## TASK PROMPT
Show every line of the data that contains the string "Need".

[Photo-based referring expression data]

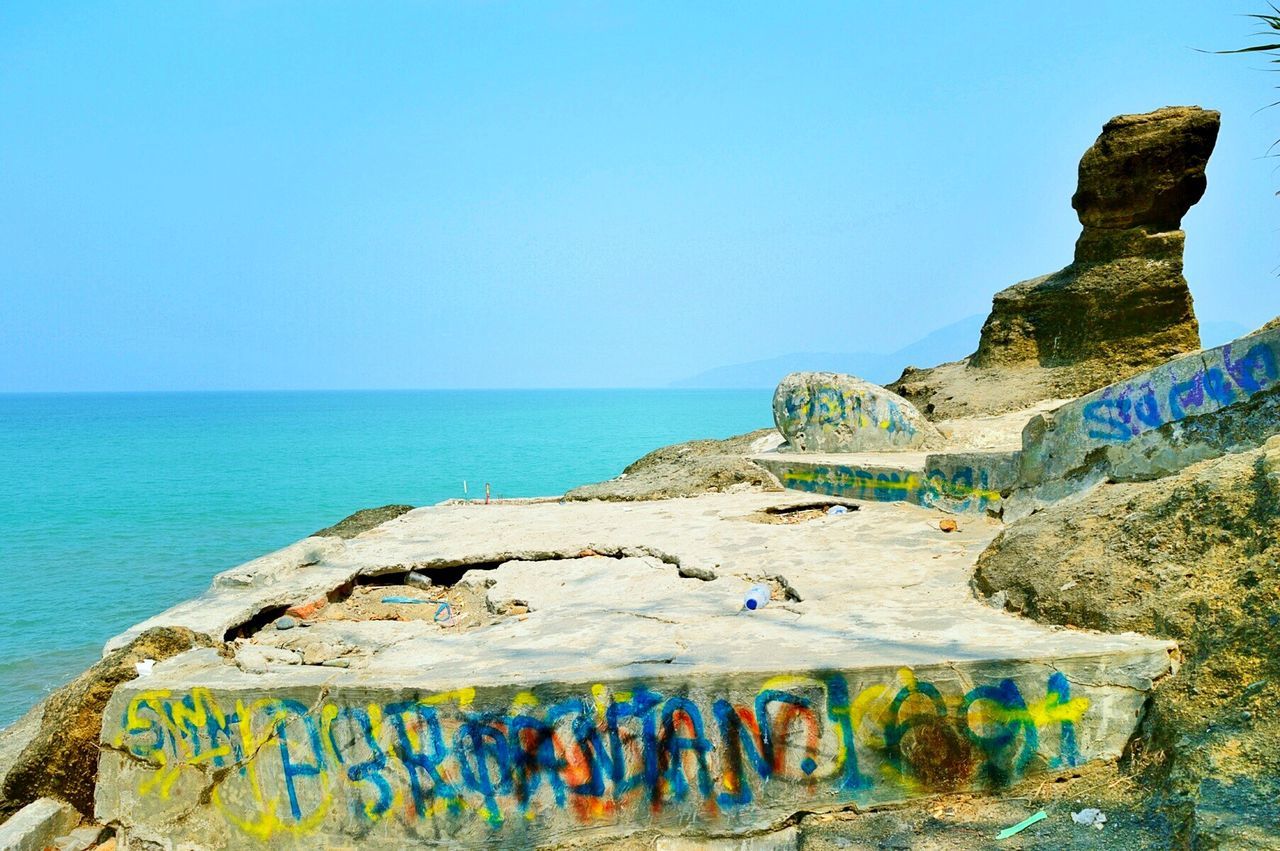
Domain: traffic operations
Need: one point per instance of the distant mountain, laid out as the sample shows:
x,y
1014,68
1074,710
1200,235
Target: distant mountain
x,y
947,343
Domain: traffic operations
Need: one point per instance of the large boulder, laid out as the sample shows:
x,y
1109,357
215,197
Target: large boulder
x,y
833,412
1193,557
689,470
1146,170
1120,307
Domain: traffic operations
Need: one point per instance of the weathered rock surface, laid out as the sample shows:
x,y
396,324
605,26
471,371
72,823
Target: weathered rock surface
x,y
689,470
1150,425
1121,306
833,412
60,759
36,826
362,521
1146,170
1196,558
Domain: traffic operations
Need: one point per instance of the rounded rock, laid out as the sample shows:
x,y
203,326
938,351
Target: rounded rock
x,y
833,412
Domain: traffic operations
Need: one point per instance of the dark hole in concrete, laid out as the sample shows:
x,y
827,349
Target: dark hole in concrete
x,y
446,577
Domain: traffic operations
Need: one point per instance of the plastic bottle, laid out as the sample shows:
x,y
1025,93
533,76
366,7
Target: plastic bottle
x,y
757,598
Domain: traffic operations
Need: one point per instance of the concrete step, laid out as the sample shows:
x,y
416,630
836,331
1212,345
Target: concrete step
x,y
952,481
625,696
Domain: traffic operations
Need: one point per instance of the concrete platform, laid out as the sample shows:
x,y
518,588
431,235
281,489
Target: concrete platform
x,y
631,694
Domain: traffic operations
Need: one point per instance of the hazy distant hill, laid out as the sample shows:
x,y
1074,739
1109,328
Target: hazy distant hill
x,y
947,343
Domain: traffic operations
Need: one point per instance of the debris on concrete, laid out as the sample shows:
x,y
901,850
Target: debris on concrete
x,y
757,598
36,826
85,838
419,580
1089,817
1022,826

## SOLUTION
Need: one point per instance of the distant mountain, laid out as the sample shows:
Need: one point per instance of the large boulder, laid out as the sample shows:
Need: one point per instance of the weathered rock surface, laid out as the sample shows:
Need: one point per instance of the rounded rock, laid out as the sample shows:
Need: one point per instance of the dark hole in concrete, laid out as the sample shows:
Need: one point per instance of the plastic bottle, laid out as the sample shows:
Need: one point per instance of the concrete step, laid out as the sample shows:
Need: one point per instance of the concrete platform, laid out as the sample shows:
Need: one point per instance of the hazy distant hill, laid out as the sample shows:
Need: one point per instance of the debris on concrete, laid out as the sample shows:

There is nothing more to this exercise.